WHAT THIS TASK INVOLVES:
Copy the data exactly as it appears, and do not include any pictures.

═══

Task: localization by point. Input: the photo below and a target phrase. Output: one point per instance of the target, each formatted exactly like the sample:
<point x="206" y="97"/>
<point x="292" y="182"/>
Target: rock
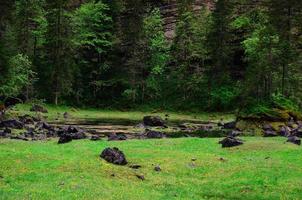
<point x="114" y="156"/>
<point x="153" y="121"/>
<point x="157" y="168"/>
<point x="95" y="138"/>
<point x="78" y="136"/>
<point x="294" y="140"/>
<point x="66" y="115"/>
<point x="230" y="125"/>
<point x="270" y="133"/>
<point x="37" y="137"/>
<point x="154" y="134"/>
<point x="44" y="125"/>
<point x="117" y="137"/>
<point x="65" y="138"/>
<point x="26" y="119"/>
<point x="38" y="108"/>
<point x="141" y="177"/>
<point x="267" y="127"/>
<point x="19" y="137"/>
<point x="13" y="123"/>
<point x="284" y="131"/>
<point x="135" y="166"/>
<point x="296" y="132"/>
<point x="3" y="133"/>
<point x="73" y="129"/>
<point x="234" y="133"/>
<point x="230" y="142"/>
<point x="140" y="125"/>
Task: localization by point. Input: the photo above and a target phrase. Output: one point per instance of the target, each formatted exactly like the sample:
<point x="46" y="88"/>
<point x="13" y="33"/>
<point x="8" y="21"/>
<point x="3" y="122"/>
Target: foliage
<point x="157" y="48"/>
<point x="19" y="76"/>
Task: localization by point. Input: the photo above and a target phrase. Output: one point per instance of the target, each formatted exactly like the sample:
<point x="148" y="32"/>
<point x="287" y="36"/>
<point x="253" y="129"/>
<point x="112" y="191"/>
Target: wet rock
<point x="141" y="177"/>
<point x="114" y="156"/>
<point x="78" y="136"/>
<point x="294" y="140"/>
<point x="234" y="133"/>
<point x="267" y="127"/>
<point x="19" y="137"/>
<point x="157" y="168"/>
<point x="27" y="119"/>
<point x="39" y="137"/>
<point x="230" y="142"/>
<point x="284" y="131"/>
<point x="135" y="166"/>
<point x="140" y="125"/>
<point x="44" y="125"/>
<point x="230" y="125"/>
<point x="73" y="129"/>
<point x="95" y="138"/>
<point x="13" y="123"/>
<point x="296" y="132"/>
<point x="153" y="121"/>
<point x="117" y="137"/>
<point x="66" y="115"/>
<point x="3" y="133"/>
<point x="65" y="138"/>
<point x="220" y="123"/>
<point x="38" y="108"/>
<point x="270" y="133"/>
<point x="154" y="134"/>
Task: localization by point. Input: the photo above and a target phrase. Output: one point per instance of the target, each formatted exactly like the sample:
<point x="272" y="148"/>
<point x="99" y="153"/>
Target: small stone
<point x="294" y="140"/>
<point x="95" y="138"/>
<point x="135" y="166"/>
<point x="141" y="177"/>
<point x="230" y="142"/>
<point x="114" y="156"/>
<point x="157" y="168"/>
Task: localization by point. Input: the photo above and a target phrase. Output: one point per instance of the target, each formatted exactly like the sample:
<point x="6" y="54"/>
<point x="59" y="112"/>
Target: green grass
<point x="263" y="168"/>
<point x="114" y="115"/>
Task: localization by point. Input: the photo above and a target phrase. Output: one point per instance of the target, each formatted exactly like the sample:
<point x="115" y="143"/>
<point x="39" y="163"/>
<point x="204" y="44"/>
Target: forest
<point x="204" y="55"/>
<point x="150" y="99"/>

═══

RESPONSE:
Task: localization by point. Input: the photo below and a target phrase. Output: one point per instance of the target, each formatted exactly like the sample:
<point x="206" y="97"/>
<point x="292" y="182"/>
Target: rock
<point x="114" y="156"/>
<point x="153" y="121"/>
<point x="157" y="168"/>
<point x="95" y="138"/>
<point x="78" y="136"/>
<point x="294" y="140"/>
<point x="66" y="115"/>
<point x="230" y="125"/>
<point x="270" y="133"/>
<point x="37" y="137"/>
<point x="154" y="134"/>
<point x="44" y="125"/>
<point x="117" y="137"/>
<point x="65" y="138"/>
<point x="26" y="119"/>
<point x="38" y="108"/>
<point x="141" y="177"/>
<point x="267" y="127"/>
<point x="19" y="137"/>
<point x="13" y="123"/>
<point x="284" y="131"/>
<point x="135" y="166"/>
<point x="296" y="132"/>
<point x="3" y="133"/>
<point x="73" y="129"/>
<point x="234" y="133"/>
<point x="230" y="142"/>
<point x="140" y="125"/>
Task: localization by point. Input: the photo above and a target phrase. Output: one point per instance of the target, each formatted exactly like the sample:
<point x="46" y="88"/>
<point x="13" y="33"/>
<point x="8" y="21"/>
<point x="3" y="122"/>
Target: foliage
<point x="157" y="48"/>
<point x="19" y="76"/>
Task: localization by point. Input: the photo above and a target phrase. Output: one point per instance of the target, each formatted exactly like the sample:
<point x="148" y="32"/>
<point x="287" y="36"/>
<point x="253" y="129"/>
<point x="112" y="191"/>
Target: wet rock
<point x="141" y="177"/>
<point x="114" y="156"/>
<point x="78" y="136"/>
<point x="294" y="140"/>
<point x="234" y="133"/>
<point x="267" y="127"/>
<point x="19" y="137"/>
<point x="157" y="168"/>
<point x="27" y="119"/>
<point x="39" y="137"/>
<point x="230" y="142"/>
<point x="284" y="131"/>
<point x="135" y="166"/>
<point x="140" y="125"/>
<point x="44" y="125"/>
<point x="230" y="125"/>
<point x="73" y="129"/>
<point x="95" y="138"/>
<point x="13" y="123"/>
<point x="296" y="132"/>
<point x="153" y="121"/>
<point x="117" y="137"/>
<point x="66" y="115"/>
<point x="3" y="133"/>
<point x="65" y="138"/>
<point x="220" y="123"/>
<point x="38" y="108"/>
<point x="270" y="133"/>
<point x="154" y="134"/>
Task: localization by point. Input: the photo above and a target phrase. Output: one point per instance of the target, each formatted exactly like the sample:
<point x="272" y="148"/>
<point x="99" y="153"/>
Target: small stone
<point x="294" y="140"/>
<point x="95" y="138"/>
<point x="135" y="166"/>
<point x="141" y="177"/>
<point x="230" y="142"/>
<point x="114" y="156"/>
<point x="157" y="168"/>
Task: localization by point. Input: the photo above and a target phrase. Output: one point per instance of the target, each formatted exactly like the sample:
<point x="6" y="54"/>
<point x="59" y="112"/>
Target: green grass
<point x="263" y="168"/>
<point x="114" y="115"/>
Task: localization by point. Input: the photo above and a target phrase. Output: one point per instance of the target, each formatted exactly like the sample:
<point x="115" y="143"/>
<point x="39" y="163"/>
<point x="204" y="44"/>
Target: forest
<point x="204" y="55"/>
<point x="150" y="99"/>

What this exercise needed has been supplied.